Exercise
Reproduce verbatim the lines from the start of the items through the line containing "M 31 72 L 30", including both of those lines.
** BEGIN **
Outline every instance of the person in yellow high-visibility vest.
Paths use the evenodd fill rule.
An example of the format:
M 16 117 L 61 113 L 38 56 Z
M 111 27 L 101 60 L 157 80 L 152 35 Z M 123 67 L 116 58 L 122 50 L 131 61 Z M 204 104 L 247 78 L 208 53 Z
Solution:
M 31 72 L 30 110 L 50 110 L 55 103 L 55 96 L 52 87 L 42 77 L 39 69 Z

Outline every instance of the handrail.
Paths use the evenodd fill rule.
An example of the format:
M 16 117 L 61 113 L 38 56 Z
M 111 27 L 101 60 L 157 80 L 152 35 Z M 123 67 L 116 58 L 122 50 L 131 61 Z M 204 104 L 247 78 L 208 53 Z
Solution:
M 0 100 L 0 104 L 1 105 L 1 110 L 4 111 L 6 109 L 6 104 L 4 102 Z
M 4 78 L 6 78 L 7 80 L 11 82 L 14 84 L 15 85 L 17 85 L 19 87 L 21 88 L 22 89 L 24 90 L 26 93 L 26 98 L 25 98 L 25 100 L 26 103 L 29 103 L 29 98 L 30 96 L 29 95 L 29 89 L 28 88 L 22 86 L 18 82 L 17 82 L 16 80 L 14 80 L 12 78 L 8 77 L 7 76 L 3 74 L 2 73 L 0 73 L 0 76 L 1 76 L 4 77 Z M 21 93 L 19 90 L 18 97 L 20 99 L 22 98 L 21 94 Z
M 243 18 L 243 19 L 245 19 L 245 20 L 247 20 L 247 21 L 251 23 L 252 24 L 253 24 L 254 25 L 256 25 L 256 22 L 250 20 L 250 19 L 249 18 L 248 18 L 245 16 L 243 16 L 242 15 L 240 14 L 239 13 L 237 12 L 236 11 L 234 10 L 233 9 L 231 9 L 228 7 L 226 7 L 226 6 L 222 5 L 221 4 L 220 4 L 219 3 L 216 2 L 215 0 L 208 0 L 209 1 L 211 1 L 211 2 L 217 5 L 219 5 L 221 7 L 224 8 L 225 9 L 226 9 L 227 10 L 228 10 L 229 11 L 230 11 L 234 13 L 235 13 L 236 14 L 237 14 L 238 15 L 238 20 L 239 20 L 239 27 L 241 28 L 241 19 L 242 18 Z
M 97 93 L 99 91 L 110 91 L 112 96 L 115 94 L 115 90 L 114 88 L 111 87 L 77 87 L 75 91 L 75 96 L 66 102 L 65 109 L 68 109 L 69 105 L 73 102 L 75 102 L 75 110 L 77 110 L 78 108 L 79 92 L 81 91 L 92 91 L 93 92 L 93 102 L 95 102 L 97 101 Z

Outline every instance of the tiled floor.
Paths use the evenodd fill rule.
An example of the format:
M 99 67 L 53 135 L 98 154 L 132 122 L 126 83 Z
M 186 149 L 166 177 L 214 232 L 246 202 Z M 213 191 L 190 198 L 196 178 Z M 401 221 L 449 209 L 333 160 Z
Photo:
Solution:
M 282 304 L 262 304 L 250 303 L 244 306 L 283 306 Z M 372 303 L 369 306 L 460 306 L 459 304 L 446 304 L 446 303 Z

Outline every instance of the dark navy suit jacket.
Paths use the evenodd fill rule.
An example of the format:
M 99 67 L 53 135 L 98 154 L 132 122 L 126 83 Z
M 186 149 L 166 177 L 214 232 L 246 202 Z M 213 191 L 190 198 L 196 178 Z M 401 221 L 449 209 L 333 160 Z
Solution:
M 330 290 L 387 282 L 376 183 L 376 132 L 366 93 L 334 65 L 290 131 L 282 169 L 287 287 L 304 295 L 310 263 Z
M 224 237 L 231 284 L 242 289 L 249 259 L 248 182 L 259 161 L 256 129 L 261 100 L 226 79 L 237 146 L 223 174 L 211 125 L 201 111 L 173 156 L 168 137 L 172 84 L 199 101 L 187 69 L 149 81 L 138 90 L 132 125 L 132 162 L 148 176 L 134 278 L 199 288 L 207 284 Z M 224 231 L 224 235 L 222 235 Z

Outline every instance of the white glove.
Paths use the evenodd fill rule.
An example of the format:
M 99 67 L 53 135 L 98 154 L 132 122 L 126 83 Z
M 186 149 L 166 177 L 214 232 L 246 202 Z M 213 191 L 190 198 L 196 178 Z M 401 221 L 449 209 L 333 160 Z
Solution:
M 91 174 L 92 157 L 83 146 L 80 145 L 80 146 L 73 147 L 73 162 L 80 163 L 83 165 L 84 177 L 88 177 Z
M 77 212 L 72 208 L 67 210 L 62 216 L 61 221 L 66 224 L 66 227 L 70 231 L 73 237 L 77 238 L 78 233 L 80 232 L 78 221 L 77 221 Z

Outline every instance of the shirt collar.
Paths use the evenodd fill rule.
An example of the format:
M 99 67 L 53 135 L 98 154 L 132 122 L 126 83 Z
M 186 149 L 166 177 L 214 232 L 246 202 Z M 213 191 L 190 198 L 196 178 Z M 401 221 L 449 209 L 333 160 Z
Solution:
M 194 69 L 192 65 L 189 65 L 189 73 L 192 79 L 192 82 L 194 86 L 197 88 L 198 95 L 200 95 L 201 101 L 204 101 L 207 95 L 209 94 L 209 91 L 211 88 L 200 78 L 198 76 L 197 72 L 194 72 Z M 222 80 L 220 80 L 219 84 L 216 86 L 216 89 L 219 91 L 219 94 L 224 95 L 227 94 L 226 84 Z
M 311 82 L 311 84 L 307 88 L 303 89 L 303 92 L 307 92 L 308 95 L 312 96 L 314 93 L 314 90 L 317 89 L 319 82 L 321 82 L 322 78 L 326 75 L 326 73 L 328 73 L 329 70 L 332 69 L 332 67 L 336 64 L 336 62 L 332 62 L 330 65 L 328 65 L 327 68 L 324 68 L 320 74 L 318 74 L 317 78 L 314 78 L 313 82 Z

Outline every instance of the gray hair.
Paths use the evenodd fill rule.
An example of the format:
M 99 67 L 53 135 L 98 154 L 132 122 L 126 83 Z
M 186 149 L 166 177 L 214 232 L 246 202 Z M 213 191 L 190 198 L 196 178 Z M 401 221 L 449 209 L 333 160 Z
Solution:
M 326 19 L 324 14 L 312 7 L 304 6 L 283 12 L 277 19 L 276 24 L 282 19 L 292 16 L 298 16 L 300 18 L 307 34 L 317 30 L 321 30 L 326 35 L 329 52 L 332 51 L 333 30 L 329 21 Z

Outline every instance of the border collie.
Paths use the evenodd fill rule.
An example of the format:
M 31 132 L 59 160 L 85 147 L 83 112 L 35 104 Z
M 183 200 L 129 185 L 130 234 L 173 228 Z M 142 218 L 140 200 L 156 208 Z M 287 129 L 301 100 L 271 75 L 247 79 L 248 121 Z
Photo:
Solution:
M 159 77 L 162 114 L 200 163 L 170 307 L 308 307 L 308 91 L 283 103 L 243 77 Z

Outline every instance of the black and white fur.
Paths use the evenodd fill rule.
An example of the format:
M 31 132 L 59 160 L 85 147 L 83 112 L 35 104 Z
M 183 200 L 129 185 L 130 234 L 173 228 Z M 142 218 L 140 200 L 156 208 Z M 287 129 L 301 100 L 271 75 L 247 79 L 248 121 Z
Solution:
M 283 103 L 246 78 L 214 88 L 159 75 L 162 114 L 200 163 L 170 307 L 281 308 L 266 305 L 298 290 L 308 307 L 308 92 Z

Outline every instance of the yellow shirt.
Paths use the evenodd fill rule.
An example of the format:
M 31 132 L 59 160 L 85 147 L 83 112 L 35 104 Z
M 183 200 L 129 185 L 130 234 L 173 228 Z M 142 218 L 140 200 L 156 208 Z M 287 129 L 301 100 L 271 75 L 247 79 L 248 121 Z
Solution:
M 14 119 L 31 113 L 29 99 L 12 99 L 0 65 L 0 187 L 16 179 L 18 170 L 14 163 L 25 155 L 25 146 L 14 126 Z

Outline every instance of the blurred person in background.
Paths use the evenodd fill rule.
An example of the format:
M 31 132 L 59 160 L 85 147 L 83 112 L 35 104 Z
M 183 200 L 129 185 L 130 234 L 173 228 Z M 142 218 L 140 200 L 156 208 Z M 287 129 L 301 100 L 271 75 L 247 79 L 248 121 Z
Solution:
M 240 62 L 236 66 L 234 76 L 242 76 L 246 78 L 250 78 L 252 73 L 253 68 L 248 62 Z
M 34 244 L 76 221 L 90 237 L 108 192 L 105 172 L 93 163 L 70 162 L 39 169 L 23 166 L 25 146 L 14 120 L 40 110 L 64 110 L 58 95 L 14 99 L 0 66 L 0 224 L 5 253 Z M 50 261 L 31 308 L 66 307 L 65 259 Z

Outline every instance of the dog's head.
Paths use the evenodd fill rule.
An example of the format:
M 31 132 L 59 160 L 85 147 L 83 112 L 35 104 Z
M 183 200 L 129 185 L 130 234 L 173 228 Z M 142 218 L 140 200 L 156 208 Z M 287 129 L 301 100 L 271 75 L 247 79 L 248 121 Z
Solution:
** END **
Written solution
Outline every instance of the person in yellow high-visibility vest.
Paths use the evenodd fill rule.
An example of the format:
M 16 117 L 61 113 L 38 56 Z
M 111 27 L 101 60 L 157 80 L 152 35 Z M 123 67 L 116 58 L 122 50 L 131 61 Z M 204 104 L 247 78 L 208 53 Z
Solution:
M 31 72 L 30 110 L 50 110 L 55 103 L 55 96 L 52 87 L 42 77 L 39 69 Z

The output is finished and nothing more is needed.